## [GOAL OF THE EXERCISE]
Write out the material below line for line, with every character unchanged, and omit the pictures from your reply.

[Entries from an annotation dataset]
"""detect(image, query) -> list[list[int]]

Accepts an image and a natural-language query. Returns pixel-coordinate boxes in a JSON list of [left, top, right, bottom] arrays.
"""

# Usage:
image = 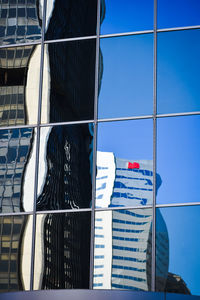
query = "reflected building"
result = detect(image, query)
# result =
[[93, 152, 169, 291], [0, 0, 41, 291]]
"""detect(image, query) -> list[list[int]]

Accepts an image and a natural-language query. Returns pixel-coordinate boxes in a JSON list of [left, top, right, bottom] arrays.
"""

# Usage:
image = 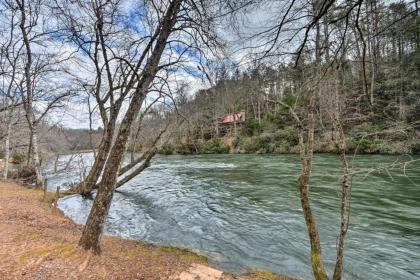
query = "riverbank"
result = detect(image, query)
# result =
[[158, 133, 420, 155], [0, 182, 289, 280]]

## [IN RESPONSE]
"""detect(image, query) -> list[list[int]]

Accepts an image and a natural-language query. Returns pixel-coordinate boxes in a JSON list of [left, top, right, bottom] arrays.
"""

# Usage:
image = 
query = "reflected building"
result = detect(image, query)
# result =
[[93, 152, 169, 291], [0, 0, 41, 291]]
"""detect(image, query) -> list[list[int]]

Accepts an image and a natural-language query. Returns pixel-coordinate boxes in a JSON list of [left, top, right, bottom] arrays.
"""

# Usage:
image = 
query = "riverbank"
result = detect(image, query)
# result =
[[158, 133, 420, 155], [0, 182, 289, 280]]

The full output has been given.